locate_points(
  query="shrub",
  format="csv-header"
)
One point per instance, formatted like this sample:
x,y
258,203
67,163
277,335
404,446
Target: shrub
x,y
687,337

### [Goal of the exercise]
Reproduce the listing above, replacing every occurrence of "shrub" with "bush" and leaving all other text unchanged.

### [Worked answer]
locate_points(
  query="bush",
  format="csv-header"
)
One point per instance, formatted like this sample:
x,y
258,203
67,163
277,335
404,446
Target: bush
x,y
687,337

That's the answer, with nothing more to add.